WRITTEN EXERCISE =
Repeat the full listing below verbatim and keep the images out.

DATASET CONTENT =

•••••

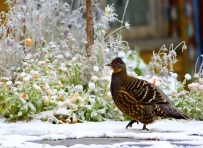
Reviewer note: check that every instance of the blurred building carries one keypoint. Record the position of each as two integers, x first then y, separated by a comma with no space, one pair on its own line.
158,22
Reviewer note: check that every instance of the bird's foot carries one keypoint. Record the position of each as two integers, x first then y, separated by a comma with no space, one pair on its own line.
131,123
144,127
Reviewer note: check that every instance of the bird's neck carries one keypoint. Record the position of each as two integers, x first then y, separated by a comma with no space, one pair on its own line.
121,76
117,81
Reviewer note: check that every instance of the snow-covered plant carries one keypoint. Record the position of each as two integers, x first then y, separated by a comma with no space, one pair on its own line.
163,61
43,61
191,101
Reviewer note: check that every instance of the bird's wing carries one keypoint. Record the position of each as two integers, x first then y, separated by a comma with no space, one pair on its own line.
143,92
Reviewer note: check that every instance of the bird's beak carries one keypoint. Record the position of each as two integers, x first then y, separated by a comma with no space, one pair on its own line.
109,64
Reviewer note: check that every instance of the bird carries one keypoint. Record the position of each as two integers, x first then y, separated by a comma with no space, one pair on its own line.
139,99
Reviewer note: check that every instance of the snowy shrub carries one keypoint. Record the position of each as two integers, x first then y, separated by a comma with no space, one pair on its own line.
160,72
191,101
44,66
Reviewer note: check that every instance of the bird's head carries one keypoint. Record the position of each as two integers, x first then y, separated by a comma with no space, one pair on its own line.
117,65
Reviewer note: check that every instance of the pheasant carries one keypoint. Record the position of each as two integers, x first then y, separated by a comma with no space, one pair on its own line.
139,99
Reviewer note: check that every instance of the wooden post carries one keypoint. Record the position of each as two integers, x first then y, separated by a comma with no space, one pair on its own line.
89,27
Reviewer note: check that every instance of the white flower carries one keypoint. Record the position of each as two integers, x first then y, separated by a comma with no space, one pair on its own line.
46,86
91,85
175,75
110,13
62,68
60,57
94,78
79,88
37,87
28,56
9,83
22,75
184,47
42,63
200,87
127,25
106,79
61,92
193,85
201,80
188,77
33,72
174,93
55,62
18,83
109,95
27,78
196,76
96,68
45,98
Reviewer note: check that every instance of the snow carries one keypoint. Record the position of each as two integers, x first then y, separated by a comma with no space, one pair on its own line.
163,133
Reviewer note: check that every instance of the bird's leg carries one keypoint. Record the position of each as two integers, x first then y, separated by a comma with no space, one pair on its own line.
131,123
144,127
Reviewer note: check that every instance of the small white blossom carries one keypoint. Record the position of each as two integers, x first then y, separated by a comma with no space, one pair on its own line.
91,85
55,62
193,85
201,80
94,78
109,12
22,75
37,87
109,95
45,98
127,25
46,86
28,56
42,63
175,75
79,88
9,83
188,77
184,47
60,57
27,78
200,87
106,79
18,83
62,68
96,68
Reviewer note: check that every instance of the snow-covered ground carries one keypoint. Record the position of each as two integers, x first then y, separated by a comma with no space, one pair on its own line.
162,133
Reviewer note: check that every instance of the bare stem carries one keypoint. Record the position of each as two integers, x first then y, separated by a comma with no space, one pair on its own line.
89,27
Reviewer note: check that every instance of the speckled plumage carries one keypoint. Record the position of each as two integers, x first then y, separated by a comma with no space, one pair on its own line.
139,99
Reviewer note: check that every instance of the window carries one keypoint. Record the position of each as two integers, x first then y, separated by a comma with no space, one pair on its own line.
137,11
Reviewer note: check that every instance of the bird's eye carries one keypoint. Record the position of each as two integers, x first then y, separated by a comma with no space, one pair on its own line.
115,63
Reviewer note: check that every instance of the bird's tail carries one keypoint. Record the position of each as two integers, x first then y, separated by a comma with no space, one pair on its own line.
173,112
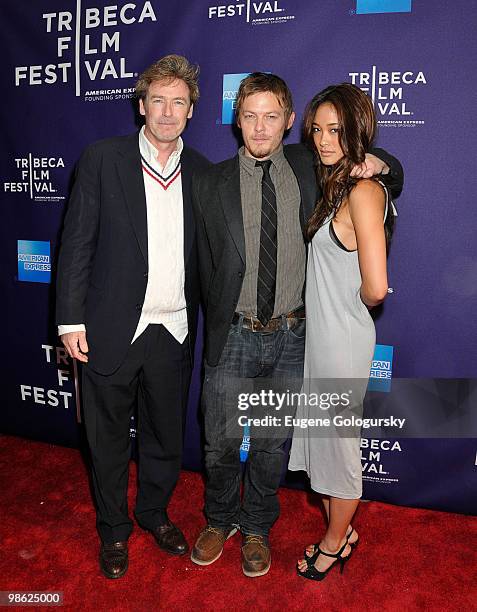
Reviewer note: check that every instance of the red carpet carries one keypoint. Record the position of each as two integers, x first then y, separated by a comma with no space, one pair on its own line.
407,559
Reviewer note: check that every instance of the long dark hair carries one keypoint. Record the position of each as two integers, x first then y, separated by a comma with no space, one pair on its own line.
357,123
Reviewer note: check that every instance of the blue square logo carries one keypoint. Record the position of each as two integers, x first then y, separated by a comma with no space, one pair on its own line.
231,84
245,446
381,369
34,263
364,7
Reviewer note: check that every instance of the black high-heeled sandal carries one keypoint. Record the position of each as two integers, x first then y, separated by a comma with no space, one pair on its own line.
313,574
310,559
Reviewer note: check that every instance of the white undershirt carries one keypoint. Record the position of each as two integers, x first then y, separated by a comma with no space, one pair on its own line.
164,301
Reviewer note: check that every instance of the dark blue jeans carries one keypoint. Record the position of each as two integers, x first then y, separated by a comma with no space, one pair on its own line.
276,357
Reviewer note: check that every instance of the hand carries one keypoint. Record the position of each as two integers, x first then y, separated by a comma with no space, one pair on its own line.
76,345
371,166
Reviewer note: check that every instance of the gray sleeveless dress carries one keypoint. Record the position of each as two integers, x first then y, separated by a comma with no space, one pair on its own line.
339,347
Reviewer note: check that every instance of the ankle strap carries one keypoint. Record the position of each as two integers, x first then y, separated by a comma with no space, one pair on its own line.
336,555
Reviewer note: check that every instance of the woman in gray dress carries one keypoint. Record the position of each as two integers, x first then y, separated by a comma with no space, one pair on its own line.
348,235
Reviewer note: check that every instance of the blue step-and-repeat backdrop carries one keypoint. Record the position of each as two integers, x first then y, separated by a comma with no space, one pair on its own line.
67,79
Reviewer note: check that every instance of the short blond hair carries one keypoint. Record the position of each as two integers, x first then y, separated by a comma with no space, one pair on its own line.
260,82
170,68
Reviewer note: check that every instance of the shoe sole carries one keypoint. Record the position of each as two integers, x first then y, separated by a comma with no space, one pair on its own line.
256,574
169,552
114,576
200,562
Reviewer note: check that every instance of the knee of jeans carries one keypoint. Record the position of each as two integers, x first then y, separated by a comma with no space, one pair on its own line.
216,457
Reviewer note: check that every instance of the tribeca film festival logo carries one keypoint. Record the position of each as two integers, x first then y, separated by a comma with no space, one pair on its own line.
34,262
256,13
381,369
81,44
387,91
54,397
35,177
364,7
372,451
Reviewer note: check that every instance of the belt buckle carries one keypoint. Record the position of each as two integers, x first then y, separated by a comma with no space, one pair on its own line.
253,321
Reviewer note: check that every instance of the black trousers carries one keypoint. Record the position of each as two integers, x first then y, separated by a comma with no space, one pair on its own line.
155,376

•••••

TASK SOLUTION =
Reviewer note: check that every instance of the blurred building carries one keypoint. Record the position of each as two integers, x first then y, separated by a comma with no space, one pair on its own line.
158,22
Reviewer note: check that every instance of the bird's foot carries one keypoint. Record the position of each as two integers, x first then y, separated by a comma with no space, one pair on its own line.
131,123
144,127
Reviewer note: check that every instance of the bird's neck carries one keypoint. Record the position of each as two integers, x first then y, separated by a comma with no space, one pair on its own line.
121,76
117,81
Reviewer note: check that every instance of the snow-covered plant carries one keypoint. Record the position of each as two integers, x first then y, separated by a comma with no space, one pair on its own line.
163,61
43,61
191,101
Reviewer note: check that every instance of the bird's wing carries one keypoint. Record the position of each as two integers, x first then y, separated by a comma with no space, one pair on its own line.
143,92
Reviewer note: check that every instance of the bird's beak carries one keypoint. Record the position of each as two integers, x first then y, separated by a comma with no space, one pair on its own line.
109,64
Reviewer note: check that every instance of the bird carries one keypoint. Record the position of each as two integers, x first then y, separated by a comma with no space, one pair on its own line.
139,99
Reviewer note: check that every instance of the snowy shrub carries one keypoint. Record the position of each as two integers, x first then y, separated by a comma with no space, one pair on its own line.
160,72
191,101
44,66
Reviewer note: check that every instance of the bird's head carries one keypoint. Record the position of each as two integers, x first then y, separated by a comma with no space, one pair on its own line.
117,65
Reviewer note: check that every instance of the pheasant carries one keypoint. Record the position of each as two integers, x first then y, separated by a comma with no space, one pair on its own line.
139,99
Reviewer note: check that every instance of the wooden post carries one keypoint. Record the position of each as two integers, x first then y, separated by a comma with no space, one pair on its own line.
89,27
Reviewer note: check that every instance of the white flower carries one keypoint. Record the position of each as two integers, x first then y, separated by a comma with no space, one pair on its own line.
46,86
91,85
175,75
110,13
62,68
60,57
94,78
79,88
37,87
28,56
9,83
22,75
184,47
42,63
200,87
127,25
106,79
61,92
193,85
201,80
188,77
33,72
174,93
55,62
18,83
109,95
27,78
196,76
96,68
45,98
Reviewer note: check that every instance of the snow carries one keypoint. Record the position of each as two integers, x first then y, separated by a comma with no space, one pair on its own line.
163,133
Reviewer note: check that every instance of the bird's leg carries one keypoint. Record the position of each as two integers, x first then y, separated by a comma with no space, one pair on its own line.
131,123
144,127
Reviewer note: check that every instance of the small white blossom carries one keypoint. Record the position of each as two integers, x first then y, separated by a comma with no space, one pair on its own line.
91,85
55,62
193,85
201,80
94,78
109,12
22,75
37,87
109,95
45,98
127,25
46,86
28,56
42,63
175,75
79,88
9,83
188,77
184,47
60,57
27,78
200,87
106,79
18,83
62,68
96,68
Reviewer note: check that every instance of the snow-covered ground carries one keypoint. Record the position of each as two integers, x first then y, separated by a comma with no space, one pair on its own line.
162,133
Reviewer note: check that every instance of the bare stem carries one keypoint. Record the position of each as two integers, x first then y, separated by a comma with no space, one pair on its own line.
89,27
Reviewer note: check that every instance of the speckled plumage carries one keypoint. Record the position of each as two integers, x first then y, separated by a comma with no space, one pair on its own line.
139,99
Reviewer note: check that every instance of the window carries one keypoint. Record the position of each as two integers, x first then y, separated by a comma with no space, one pair on its own line.
137,11
Reviewer note: check that every instance of the bird's eye carries one keypoint. Record the position of each as two integers, x first then y, separated by a comma with no space, one pair on its own line.
115,63
Reviewer note: check that every instance of the bird's tail carries one keypoint. Record the position of each as two integers, x first then y, separated by a comma with no space, one pair on its own line.
173,112
Reviewer note: check that every instance of the red carpet carries one keypoint. Record the position of each as two integers, x first then y, separated by a comma with no space, one pair on its own line.
407,559
Reviewer note: check that every instance of the long dark hair carries one keypoint. Record the position of each as two integers, x first then y, separated by a comma with no space, one pair on its own line.
357,123
Reviewer note: check that every instance of the blue square logo carries one keypoint. Record the position of each as two integers, x first then y, separated by a comma with no space, one pair on its own line.
231,84
245,446
381,369
34,263
364,7
Reviewer note: check that every instance of the black high-heeled sandal carries one keypoint. Record the position of each as two integers, x first then y, separated by a comma with no space, one pair on its own line.
313,574
310,559
Reviewer note: check that every instance of the white undershirt carries one keypoint. Record the position of each as two integers, x first then y, separated by a comma with no space, one pair on its own line.
164,301
Reviewer note: check that every instance of the dark blue jeans carries one keypoint. Record the position of each as two integers, x first then y, separated by a comma with no space, one pair on its own line.
276,357
Reviewer note: check that every instance of the hand carries one keypoint. Record the position of each as two integers, x first then y, separated by a comma with no space, one pair on its own line.
76,345
371,166
Reviewer note: check that every instance of the gray sleeveless dress carries one keypoint. Record the position of each as two integers, x first then y, separated by a comma with no space, one pair on its own line.
339,347
Reviewer note: check that every instance of the ankle strap carries one keypoint. Record the position of each as two integers, x first then y, separated by a comma with no space, one pair on its own line.
336,555
Reviewer note: check that every instance of the woman in gray dress carries one keypoint. Record the position of each as two integers, x first then y, separated by a comma with no space, one pair on its own line.
348,235
Reviewer note: check that every instance of the blue step-and-repeat backdrop carries one keypoint. Record the position of each as two integers, x first then y, separated by a comma with no space, one pair on its own line.
67,79
Reviewer note: check that every instance of the short blond hair carries one keypoint. Record the position of each as two integers, x first then y, separated by a comma with no space, one pair on its own line.
260,82
170,68
Reviewer note: check that every instance of the shoe sole carries one keypoint. Record the position of each as two integers, x first then y, separated by a comma with no space, one pair on its own line.
256,574
169,552
114,576
200,562
Reviewer note: check that every instance of the knee of jeans carries one keypoint. Record the position of each as two integers, x first then y, separated by a comma with no space, one pair on its own line.
216,457
Reviewer note: check that every instance of the tribeca film festival logo carries one keypoint. Record the position of each as two integers, x first then y, separated by a comma with no space, one pair on its own line.
34,262
256,13
381,369
81,44
387,91
54,397
35,177
364,7
372,451
Reviewer note: check that every instance of the belt buckle carries one keypoint. Record the position of each as two integers, x first then y, separated by a comma with no space, one pair on its own line.
253,321
Reviewer note: check that every instance of the black trousers carries one keypoint. Record the position of each as two integers, x first then y, separated by a comma with no space, one pair on its own line.
155,376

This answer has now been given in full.